-- BEGIN PAGE TEXT --

Posted at 6:18 PM, Oct 08, 2018
and last updated 2018-10-08 20:18:28-04

MISSOULA – Mount Jumbo School, a vacant elementary school in East Missoula, played host Monday to a special training session between multiple emergency response agencies from Missoula.

It’s called Active Attack Integrated Response, and its main goal is to better prepare emergency responders for active shooter situations.

They hope that preparation can help achieve the class’s goal of saving more lives at the scene of an active shooter.

Instructors hope to do that by training different response agencies together for an active shooter scenario.

“The important part, for us, is it’s given us the opportunity in Missoula to have all of our area first responders training on the same page of how to respond to an active attack, active shooter events,” said Captain David Conway with the Missoula County Sheriff’s Office.

Training together is something that emergency response agencies in Missoula rarely get an opportunity to do.

“Unfortunately, it’s actually kind of seldom where we do get to co-mingle everybody together,” said Missoula Rural Fire Battalion Chief Blaine Cowan. “Fire and EMS work pretty tightly together on a daily basis, but for us to get law enforcement, fire and EMS all together in the same room and work together on our communication or our plan. Just actually have an idea of what we are going to do in this situation in the moment.”

-- END PAGE TEXT --

**STATED PROBLEM 1:** Format everything in the records from the first line down to the line containing "point(653, 126)" as a numbered list, leaving out any blank lines.

-- BEGIN DATA TO USE --

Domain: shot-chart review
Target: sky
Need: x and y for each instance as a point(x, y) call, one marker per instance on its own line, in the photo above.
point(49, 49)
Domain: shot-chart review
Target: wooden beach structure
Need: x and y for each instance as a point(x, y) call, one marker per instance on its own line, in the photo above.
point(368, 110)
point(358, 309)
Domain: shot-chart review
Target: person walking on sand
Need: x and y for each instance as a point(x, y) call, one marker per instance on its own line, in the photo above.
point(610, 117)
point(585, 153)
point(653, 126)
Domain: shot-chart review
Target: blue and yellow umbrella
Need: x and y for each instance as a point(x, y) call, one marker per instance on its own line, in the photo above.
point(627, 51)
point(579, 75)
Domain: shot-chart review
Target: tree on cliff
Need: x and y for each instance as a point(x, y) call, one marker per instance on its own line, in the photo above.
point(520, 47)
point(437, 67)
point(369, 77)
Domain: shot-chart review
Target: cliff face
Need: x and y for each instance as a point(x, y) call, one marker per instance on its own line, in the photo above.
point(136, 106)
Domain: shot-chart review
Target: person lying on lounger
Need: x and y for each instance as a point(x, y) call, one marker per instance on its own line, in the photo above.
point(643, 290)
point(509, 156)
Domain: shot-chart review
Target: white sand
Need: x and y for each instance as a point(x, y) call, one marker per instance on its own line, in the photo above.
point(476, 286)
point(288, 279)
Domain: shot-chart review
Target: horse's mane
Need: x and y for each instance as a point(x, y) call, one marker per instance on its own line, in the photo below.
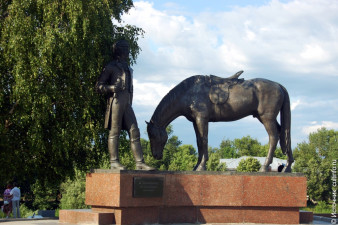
point(172, 95)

-- END DATA TO USE --

**STATED PROBLEM 2:** Reproduce the full article about the Missoula emergency response training word for word.

**CORRECT RESULT 1:**
1. Domain: shot-chart review
2. Target: sky
3. Need: x and y for each instance as a point(x, y) call, one marker per instance on its own line, in the photo above.
4. point(49, 49)
5. Domain: shot-chart review
6. Target: wooden beach structure
7. Need: x and y for each instance as a point(x, y) call, one marker per instance on its own line, in the photo above.
8. point(368, 110)
9. point(358, 309)
10. Domain: shot-chart review
11. Target: person walking on sand
12. Need: x and y for each instance as a point(x, y) call, one marker per instance on its own line, in the photo above.
13. point(610, 117)
14. point(585, 153)
15. point(653, 126)

**CORRECT RESULT 2:**
Posted at 6:18 PM, Oct 08, 2018
and last updated 2018-10-08 20:18:28-04

MISSOULA – Mount Jumbo School, a vacant elementary school in East Missoula, played host Monday to a special training session between multiple emergency response agencies from Missoula.

It’s called Active Attack Integrated Response, and its main goal is to better prepare emergency responders for active shooter situations.

They hope that preparation can help achieve the class’s goal of saving more lives at the scene of an active shooter.

Instructors hope to do that by training different response agencies together for an active shooter scenario.

“The important part, for us, is it’s given us the opportunity in Missoula to have all of our area first responders training on the same page of how to respond to an active attack, active shooter events,” said Captain David Conway with the Missoula County Sheriff’s Office.

Training together is something that emergency response agencies in Missoula rarely get an opportunity to do.

“Unfortunately, it’s actually kind of seldom where we do get to co-mingle everybody together,” said Missoula Rural Fire Battalion Chief Blaine Cowan. “Fire and EMS work pretty tightly together on a daily basis, but for us to get law enforcement, fire and EMS all together in the same room and work together on our communication or our plan. Just actually have an idea of what we are going to do in this situation in the moment.”